begin Records provided

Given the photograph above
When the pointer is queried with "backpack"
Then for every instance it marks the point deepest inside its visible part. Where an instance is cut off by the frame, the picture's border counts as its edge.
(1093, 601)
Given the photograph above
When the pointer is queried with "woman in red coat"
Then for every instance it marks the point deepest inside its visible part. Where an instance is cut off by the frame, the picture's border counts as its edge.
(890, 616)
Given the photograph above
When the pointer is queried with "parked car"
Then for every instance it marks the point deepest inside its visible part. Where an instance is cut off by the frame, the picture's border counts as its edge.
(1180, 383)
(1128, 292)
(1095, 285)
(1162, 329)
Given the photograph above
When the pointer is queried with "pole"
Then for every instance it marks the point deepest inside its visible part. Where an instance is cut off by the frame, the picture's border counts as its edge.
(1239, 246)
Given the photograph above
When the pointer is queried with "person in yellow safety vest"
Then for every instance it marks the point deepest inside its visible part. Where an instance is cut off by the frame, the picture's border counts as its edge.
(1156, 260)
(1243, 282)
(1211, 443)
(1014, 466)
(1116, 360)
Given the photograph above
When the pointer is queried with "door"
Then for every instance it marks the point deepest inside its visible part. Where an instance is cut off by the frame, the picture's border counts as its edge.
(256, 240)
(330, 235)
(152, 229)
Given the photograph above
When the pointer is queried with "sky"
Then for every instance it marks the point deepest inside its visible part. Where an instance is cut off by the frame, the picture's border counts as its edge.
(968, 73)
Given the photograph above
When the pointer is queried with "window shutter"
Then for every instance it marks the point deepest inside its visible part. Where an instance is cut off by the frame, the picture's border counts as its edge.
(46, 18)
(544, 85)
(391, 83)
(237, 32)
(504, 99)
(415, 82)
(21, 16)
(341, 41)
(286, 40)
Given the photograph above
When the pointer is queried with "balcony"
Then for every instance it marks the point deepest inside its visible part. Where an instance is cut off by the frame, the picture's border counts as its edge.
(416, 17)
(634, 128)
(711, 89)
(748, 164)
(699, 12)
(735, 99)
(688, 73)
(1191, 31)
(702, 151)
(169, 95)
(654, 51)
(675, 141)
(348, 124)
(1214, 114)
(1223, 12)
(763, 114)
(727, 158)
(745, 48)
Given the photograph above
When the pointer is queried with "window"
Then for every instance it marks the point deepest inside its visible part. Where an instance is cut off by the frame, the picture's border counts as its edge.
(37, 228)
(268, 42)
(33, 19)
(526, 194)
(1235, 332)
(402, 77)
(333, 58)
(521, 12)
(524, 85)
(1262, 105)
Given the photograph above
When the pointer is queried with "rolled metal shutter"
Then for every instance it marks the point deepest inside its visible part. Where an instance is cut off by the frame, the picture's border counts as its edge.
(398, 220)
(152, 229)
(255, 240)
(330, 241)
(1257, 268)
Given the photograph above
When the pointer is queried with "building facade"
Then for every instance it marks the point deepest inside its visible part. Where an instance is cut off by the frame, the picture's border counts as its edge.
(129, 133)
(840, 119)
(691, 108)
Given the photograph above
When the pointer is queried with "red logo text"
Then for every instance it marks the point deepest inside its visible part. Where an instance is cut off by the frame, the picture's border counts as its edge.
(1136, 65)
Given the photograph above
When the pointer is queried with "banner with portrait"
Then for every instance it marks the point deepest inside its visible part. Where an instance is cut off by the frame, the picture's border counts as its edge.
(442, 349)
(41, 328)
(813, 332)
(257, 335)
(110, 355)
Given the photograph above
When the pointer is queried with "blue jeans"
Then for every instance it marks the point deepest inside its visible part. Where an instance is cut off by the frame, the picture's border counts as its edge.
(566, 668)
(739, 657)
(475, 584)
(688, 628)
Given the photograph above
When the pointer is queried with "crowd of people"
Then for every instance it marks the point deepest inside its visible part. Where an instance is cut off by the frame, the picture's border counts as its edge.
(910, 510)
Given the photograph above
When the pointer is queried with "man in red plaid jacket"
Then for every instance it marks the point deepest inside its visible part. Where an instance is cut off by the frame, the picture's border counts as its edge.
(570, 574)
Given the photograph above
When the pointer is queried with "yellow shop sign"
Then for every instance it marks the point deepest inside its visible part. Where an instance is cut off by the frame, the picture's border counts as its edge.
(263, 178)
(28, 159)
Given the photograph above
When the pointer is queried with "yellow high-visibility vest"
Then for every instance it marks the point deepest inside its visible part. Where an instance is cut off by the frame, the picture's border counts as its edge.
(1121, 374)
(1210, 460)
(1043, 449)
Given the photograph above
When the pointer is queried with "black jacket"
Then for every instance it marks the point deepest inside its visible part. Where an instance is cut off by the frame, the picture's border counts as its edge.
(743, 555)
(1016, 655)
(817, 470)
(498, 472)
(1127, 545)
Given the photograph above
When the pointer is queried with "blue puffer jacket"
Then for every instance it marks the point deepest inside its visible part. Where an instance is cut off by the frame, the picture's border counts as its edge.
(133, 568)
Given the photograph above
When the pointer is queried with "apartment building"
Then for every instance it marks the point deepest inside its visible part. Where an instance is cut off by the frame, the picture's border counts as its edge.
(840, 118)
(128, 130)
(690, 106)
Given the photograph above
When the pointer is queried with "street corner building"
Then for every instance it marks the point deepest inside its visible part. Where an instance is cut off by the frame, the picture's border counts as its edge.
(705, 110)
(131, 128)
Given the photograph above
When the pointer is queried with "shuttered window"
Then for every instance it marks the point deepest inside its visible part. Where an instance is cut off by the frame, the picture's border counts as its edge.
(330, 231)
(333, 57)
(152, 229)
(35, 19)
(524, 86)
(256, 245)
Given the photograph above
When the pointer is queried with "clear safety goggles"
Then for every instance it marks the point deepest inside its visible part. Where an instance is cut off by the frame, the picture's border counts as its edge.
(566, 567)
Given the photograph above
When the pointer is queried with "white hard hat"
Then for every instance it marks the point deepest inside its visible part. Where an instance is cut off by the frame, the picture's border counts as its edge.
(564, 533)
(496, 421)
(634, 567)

end Records provided

### [Exercise]
How many of the lines above contain the string "yellow"? Matching is case-sensitive. Reply with the number only.

### [Expected answer]
3